◆ **TRY IT**: Reproduce exactly the run of lines that begins with the one containing "Please identify the white painted" and ends with the last line of the records, omitting pictures.

──────── EXCERPTED RECORDS ────────

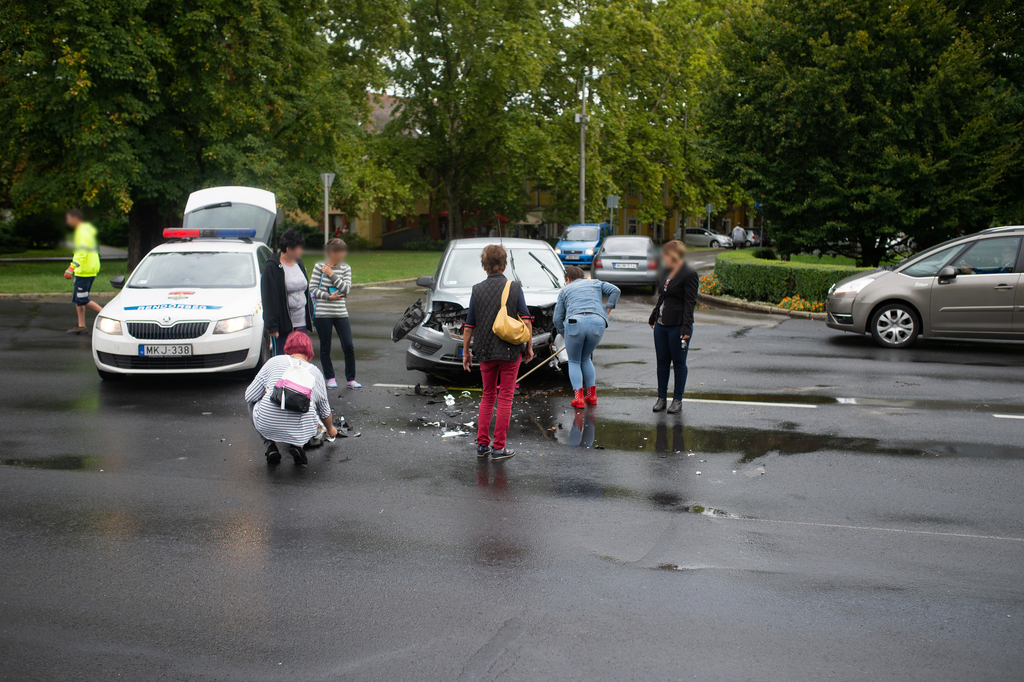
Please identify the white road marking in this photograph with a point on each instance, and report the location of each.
(763, 405)
(876, 528)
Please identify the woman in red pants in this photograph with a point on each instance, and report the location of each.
(499, 359)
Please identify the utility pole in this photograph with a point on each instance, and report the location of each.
(328, 181)
(582, 120)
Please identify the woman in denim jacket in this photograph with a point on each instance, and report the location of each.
(582, 315)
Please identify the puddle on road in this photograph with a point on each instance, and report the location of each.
(64, 462)
(750, 443)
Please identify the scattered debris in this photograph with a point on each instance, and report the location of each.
(429, 391)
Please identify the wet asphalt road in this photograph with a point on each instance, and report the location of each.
(865, 523)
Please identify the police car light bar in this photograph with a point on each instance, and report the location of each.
(220, 232)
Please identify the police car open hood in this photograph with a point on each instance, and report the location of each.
(170, 305)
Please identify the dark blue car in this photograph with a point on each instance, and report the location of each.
(579, 243)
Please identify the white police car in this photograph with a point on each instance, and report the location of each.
(193, 304)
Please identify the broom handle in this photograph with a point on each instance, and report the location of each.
(541, 365)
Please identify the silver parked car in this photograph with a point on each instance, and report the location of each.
(706, 238)
(627, 260)
(434, 327)
(970, 287)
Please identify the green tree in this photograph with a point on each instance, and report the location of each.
(644, 130)
(131, 104)
(463, 130)
(860, 123)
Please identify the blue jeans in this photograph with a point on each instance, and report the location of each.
(671, 352)
(583, 333)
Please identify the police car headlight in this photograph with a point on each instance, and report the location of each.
(233, 325)
(108, 326)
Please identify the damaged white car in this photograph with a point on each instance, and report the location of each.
(433, 327)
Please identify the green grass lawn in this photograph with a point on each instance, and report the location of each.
(367, 266)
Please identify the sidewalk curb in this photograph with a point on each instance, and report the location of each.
(111, 294)
(755, 307)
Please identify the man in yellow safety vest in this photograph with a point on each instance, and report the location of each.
(84, 267)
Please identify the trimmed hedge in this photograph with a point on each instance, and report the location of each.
(770, 281)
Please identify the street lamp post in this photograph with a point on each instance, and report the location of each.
(328, 181)
(582, 120)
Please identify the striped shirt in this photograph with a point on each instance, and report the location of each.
(321, 286)
(281, 425)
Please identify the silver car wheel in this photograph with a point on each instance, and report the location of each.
(895, 326)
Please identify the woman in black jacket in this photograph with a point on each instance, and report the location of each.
(672, 321)
(286, 307)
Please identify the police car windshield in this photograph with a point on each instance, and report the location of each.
(201, 269)
(232, 216)
(580, 235)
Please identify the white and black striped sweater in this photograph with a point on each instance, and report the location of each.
(320, 289)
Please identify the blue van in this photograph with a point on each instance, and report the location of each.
(579, 243)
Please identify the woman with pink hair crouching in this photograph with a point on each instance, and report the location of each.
(288, 400)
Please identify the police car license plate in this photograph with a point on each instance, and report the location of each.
(162, 350)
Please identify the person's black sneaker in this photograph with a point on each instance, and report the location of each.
(299, 456)
(502, 455)
(272, 454)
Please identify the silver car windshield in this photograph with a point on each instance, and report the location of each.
(200, 269)
(463, 268)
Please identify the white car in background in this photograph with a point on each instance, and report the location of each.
(706, 238)
(194, 304)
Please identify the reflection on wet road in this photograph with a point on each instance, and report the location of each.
(821, 508)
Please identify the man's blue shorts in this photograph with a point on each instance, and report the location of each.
(82, 288)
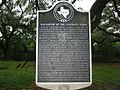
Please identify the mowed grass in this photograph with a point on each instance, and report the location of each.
(106, 76)
(21, 78)
(16, 79)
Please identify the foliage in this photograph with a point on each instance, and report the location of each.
(17, 27)
(16, 79)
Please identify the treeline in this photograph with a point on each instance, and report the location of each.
(18, 29)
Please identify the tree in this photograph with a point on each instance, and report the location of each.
(16, 17)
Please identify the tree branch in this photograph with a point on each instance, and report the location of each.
(116, 8)
(110, 33)
(96, 11)
(3, 2)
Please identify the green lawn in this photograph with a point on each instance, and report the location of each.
(16, 79)
(104, 75)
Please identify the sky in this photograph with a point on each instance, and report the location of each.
(84, 4)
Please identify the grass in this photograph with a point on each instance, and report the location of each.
(16, 79)
(21, 78)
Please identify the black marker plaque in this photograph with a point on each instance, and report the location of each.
(63, 49)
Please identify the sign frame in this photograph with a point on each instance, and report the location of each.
(60, 85)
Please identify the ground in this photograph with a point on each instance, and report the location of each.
(105, 76)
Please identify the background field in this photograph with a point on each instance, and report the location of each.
(105, 76)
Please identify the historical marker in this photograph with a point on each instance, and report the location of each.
(63, 48)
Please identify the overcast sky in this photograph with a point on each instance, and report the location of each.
(84, 4)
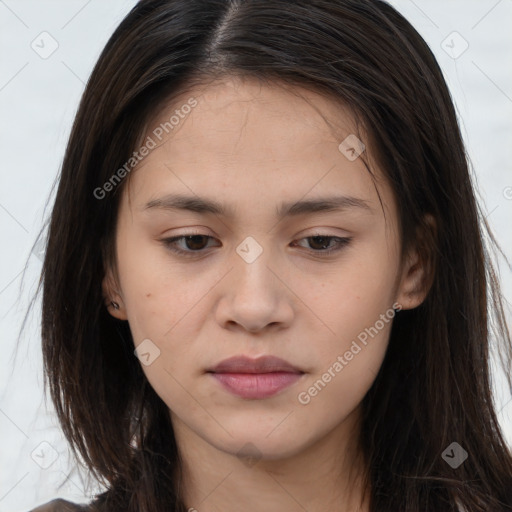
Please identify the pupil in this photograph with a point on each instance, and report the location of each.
(193, 239)
(323, 239)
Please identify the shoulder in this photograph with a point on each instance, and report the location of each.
(63, 506)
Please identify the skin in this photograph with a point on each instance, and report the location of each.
(250, 147)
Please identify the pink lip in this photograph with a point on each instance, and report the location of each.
(255, 378)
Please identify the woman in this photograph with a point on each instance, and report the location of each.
(265, 285)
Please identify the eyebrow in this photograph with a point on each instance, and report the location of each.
(204, 205)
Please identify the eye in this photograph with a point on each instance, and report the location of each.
(193, 244)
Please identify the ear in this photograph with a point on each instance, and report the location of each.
(112, 297)
(418, 269)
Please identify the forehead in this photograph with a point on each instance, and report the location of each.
(253, 141)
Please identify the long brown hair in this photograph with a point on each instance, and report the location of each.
(434, 387)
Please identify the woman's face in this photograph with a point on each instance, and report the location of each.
(257, 278)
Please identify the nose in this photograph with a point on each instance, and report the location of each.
(255, 296)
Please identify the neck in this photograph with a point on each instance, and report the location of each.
(325, 476)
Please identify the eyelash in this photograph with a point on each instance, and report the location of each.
(169, 244)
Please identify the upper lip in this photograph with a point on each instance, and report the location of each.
(263, 364)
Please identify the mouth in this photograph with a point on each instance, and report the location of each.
(255, 379)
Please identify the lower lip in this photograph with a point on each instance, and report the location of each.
(256, 385)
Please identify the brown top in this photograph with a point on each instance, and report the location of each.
(62, 506)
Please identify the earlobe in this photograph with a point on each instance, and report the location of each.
(112, 298)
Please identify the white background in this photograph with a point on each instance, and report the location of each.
(38, 99)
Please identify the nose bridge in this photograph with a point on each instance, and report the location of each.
(252, 273)
(254, 295)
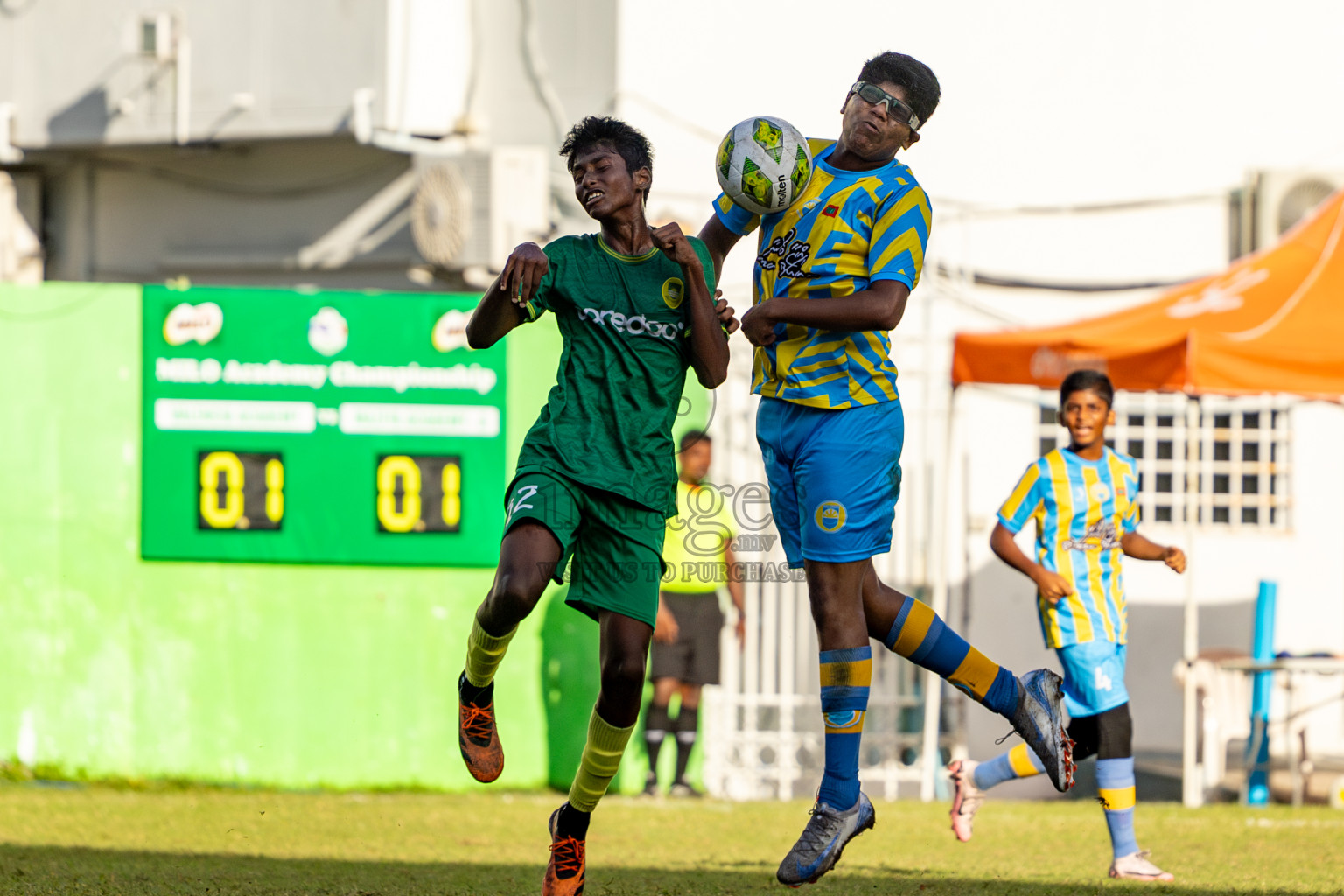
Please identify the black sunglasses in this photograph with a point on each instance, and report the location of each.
(875, 95)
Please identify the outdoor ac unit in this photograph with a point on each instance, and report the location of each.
(1273, 200)
(471, 210)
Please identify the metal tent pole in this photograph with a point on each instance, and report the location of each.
(1193, 786)
(938, 559)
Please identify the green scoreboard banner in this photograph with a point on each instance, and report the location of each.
(318, 427)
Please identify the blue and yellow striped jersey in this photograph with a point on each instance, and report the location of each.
(848, 228)
(1081, 508)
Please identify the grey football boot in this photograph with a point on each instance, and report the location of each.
(1040, 722)
(824, 840)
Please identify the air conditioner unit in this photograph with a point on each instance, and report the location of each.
(471, 210)
(158, 37)
(1273, 200)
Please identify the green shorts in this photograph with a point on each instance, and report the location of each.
(612, 546)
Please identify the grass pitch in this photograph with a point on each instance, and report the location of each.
(217, 841)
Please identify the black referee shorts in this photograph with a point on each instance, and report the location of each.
(694, 657)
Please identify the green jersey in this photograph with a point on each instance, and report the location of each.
(626, 328)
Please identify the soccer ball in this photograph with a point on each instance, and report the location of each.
(764, 164)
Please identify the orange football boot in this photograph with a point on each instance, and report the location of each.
(478, 737)
(564, 871)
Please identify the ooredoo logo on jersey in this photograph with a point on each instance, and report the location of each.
(631, 324)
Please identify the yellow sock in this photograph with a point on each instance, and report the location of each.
(599, 763)
(1020, 758)
(484, 653)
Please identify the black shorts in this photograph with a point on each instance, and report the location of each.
(694, 657)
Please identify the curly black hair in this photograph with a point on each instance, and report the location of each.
(611, 133)
(1088, 382)
(918, 80)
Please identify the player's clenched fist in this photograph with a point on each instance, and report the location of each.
(1053, 586)
(672, 242)
(523, 273)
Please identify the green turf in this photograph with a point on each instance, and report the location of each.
(97, 840)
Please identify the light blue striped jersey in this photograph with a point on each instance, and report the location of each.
(1082, 508)
(847, 230)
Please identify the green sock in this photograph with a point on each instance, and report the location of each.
(599, 763)
(484, 653)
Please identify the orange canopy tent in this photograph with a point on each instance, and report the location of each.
(1270, 323)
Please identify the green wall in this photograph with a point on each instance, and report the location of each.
(228, 672)
(290, 676)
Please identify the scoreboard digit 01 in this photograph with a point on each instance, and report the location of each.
(318, 427)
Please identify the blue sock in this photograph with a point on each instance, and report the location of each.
(925, 640)
(1116, 788)
(1019, 762)
(845, 676)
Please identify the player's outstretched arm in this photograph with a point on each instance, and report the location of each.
(709, 346)
(506, 301)
(719, 241)
(1136, 546)
(1051, 584)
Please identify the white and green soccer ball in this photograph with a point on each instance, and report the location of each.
(764, 164)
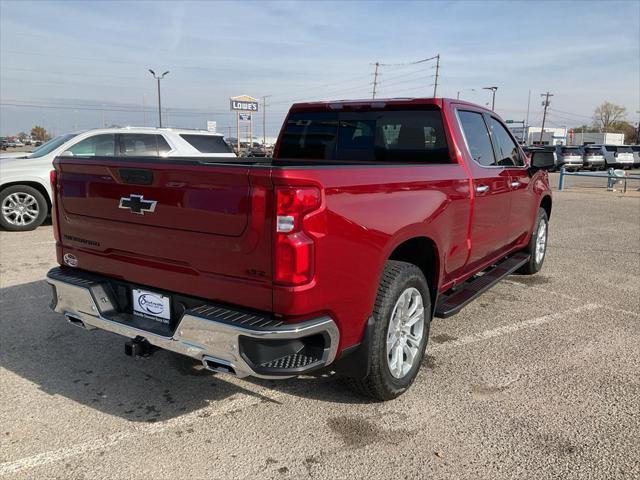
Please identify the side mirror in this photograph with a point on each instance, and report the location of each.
(542, 160)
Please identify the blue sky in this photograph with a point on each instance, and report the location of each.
(71, 64)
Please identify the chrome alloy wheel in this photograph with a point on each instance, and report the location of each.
(541, 241)
(20, 209)
(405, 332)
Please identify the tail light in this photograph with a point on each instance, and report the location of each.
(53, 178)
(294, 245)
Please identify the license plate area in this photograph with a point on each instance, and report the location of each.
(152, 305)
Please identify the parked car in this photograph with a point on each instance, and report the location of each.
(568, 156)
(25, 192)
(617, 156)
(335, 253)
(636, 155)
(593, 158)
(624, 157)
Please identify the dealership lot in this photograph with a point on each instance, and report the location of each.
(536, 379)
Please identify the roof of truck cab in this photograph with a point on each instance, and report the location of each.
(381, 103)
(134, 129)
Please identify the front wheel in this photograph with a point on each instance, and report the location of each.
(402, 316)
(22, 208)
(537, 248)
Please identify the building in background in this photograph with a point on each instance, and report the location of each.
(597, 138)
(531, 135)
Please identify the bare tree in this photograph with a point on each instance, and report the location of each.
(607, 115)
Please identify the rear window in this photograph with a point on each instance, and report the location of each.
(143, 145)
(207, 143)
(373, 136)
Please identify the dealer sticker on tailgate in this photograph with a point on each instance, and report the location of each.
(152, 305)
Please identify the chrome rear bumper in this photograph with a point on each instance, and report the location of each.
(213, 334)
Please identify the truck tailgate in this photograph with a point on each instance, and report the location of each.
(201, 230)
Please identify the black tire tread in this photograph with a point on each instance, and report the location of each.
(374, 385)
(530, 268)
(42, 204)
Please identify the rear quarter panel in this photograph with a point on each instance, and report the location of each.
(368, 211)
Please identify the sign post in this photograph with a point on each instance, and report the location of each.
(244, 105)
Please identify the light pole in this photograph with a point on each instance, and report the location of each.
(493, 98)
(465, 90)
(158, 78)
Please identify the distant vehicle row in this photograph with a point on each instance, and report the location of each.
(592, 157)
(25, 189)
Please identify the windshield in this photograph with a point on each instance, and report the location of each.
(51, 145)
(571, 150)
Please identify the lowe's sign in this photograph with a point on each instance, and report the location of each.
(244, 103)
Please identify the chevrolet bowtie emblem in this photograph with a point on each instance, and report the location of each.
(137, 204)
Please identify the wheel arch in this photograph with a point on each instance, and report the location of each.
(33, 184)
(422, 252)
(546, 203)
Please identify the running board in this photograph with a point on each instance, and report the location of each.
(451, 303)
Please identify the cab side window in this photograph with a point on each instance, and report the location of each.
(507, 149)
(96, 146)
(477, 137)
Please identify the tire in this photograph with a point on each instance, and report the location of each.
(22, 208)
(400, 280)
(536, 260)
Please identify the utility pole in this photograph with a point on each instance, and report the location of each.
(435, 84)
(545, 103)
(144, 109)
(525, 127)
(264, 120)
(493, 96)
(158, 78)
(375, 79)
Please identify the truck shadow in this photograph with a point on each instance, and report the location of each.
(90, 367)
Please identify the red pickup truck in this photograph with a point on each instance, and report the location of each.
(372, 217)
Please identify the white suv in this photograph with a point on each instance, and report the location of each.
(25, 192)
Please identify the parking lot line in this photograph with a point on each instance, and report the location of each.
(569, 297)
(53, 456)
(511, 328)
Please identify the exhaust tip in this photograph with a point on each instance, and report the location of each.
(76, 322)
(216, 365)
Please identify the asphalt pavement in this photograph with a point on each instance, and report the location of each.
(539, 378)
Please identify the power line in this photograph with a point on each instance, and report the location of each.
(546, 103)
(375, 79)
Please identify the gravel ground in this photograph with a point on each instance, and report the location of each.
(539, 378)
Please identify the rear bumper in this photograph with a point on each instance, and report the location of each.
(594, 163)
(570, 163)
(223, 338)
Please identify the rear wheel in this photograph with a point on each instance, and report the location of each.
(402, 316)
(22, 208)
(537, 248)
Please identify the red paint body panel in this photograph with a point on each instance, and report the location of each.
(212, 232)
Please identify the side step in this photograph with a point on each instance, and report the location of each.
(451, 303)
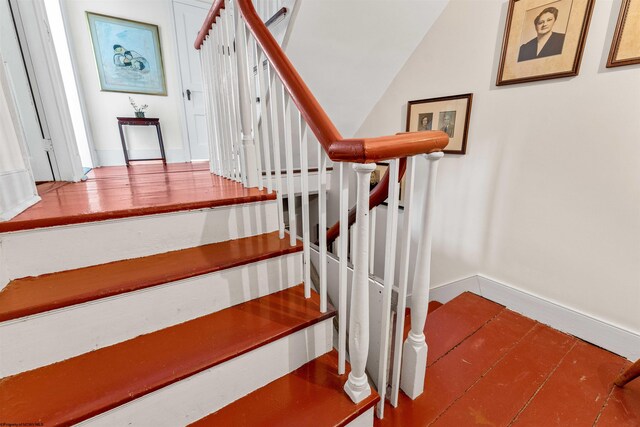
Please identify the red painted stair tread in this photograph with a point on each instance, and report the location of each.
(79, 388)
(33, 295)
(121, 192)
(312, 395)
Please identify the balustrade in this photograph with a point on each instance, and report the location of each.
(259, 112)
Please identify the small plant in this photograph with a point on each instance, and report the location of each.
(139, 110)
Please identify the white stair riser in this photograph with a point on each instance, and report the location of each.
(51, 249)
(364, 420)
(199, 395)
(57, 335)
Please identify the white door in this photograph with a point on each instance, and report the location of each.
(189, 18)
(35, 131)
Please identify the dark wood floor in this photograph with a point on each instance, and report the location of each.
(490, 366)
(141, 189)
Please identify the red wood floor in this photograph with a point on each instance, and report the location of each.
(489, 366)
(140, 189)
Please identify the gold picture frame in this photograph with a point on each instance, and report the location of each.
(543, 39)
(625, 47)
(449, 114)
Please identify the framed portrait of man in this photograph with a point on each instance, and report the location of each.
(543, 39)
(449, 114)
(625, 47)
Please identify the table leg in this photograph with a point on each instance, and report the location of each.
(124, 145)
(164, 157)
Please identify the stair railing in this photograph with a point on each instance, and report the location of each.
(250, 115)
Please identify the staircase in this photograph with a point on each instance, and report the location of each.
(207, 327)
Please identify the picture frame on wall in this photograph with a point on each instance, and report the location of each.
(128, 55)
(543, 40)
(449, 114)
(625, 47)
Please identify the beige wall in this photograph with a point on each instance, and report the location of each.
(104, 107)
(547, 198)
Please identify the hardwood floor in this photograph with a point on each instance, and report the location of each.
(490, 366)
(140, 189)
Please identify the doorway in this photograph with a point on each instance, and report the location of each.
(189, 16)
(34, 127)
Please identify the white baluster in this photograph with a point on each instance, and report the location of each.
(405, 247)
(342, 243)
(252, 64)
(277, 140)
(357, 386)
(245, 103)
(414, 353)
(228, 96)
(322, 208)
(304, 173)
(229, 27)
(288, 150)
(389, 278)
(207, 58)
(372, 240)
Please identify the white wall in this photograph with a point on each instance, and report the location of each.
(348, 51)
(547, 198)
(104, 107)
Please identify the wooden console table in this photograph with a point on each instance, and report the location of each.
(140, 121)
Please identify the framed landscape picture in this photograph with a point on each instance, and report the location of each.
(625, 48)
(449, 114)
(128, 55)
(543, 39)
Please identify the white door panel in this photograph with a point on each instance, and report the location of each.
(189, 19)
(21, 92)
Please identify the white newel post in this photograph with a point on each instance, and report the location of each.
(357, 386)
(248, 146)
(414, 352)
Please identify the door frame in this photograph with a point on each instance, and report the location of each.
(174, 31)
(38, 43)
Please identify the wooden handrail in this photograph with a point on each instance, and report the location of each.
(379, 194)
(357, 150)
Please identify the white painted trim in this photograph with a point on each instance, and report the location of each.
(52, 336)
(199, 395)
(17, 193)
(49, 81)
(363, 420)
(79, 88)
(596, 331)
(50, 249)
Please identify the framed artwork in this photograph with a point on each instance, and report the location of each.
(128, 55)
(625, 48)
(543, 40)
(449, 114)
(376, 177)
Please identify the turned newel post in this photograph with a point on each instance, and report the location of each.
(414, 352)
(248, 145)
(357, 386)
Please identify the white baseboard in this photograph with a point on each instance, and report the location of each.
(17, 193)
(116, 157)
(606, 335)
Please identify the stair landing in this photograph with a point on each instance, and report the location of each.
(140, 189)
(490, 366)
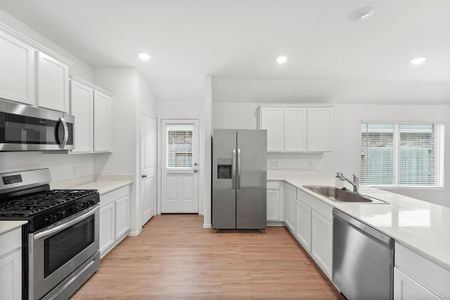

────────

◆ **YOUR RESPONSE**:
Please identify the white painted trim in this photograph with a point on each instance, and report the location of each.
(52, 336)
(199, 395)
(17, 193)
(49, 81)
(363, 420)
(79, 88)
(596, 331)
(50, 249)
Please identify the framed artwork in this photograph with a point on each instance, and report the location of each.
(128, 55)
(625, 48)
(543, 40)
(449, 114)
(376, 177)
Please identify the turned newel post in this photograph with a point on each instance, and report the location of each.
(414, 352)
(248, 145)
(357, 386)
Please identify the white baseboard in this photograph with a point on each instance, and report the location of each.
(17, 193)
(116, 157)
(606, 335)
Please identify the stair landing in this photograph with a point on each instance, and report the location of each.
(140, 189)
(490, 366)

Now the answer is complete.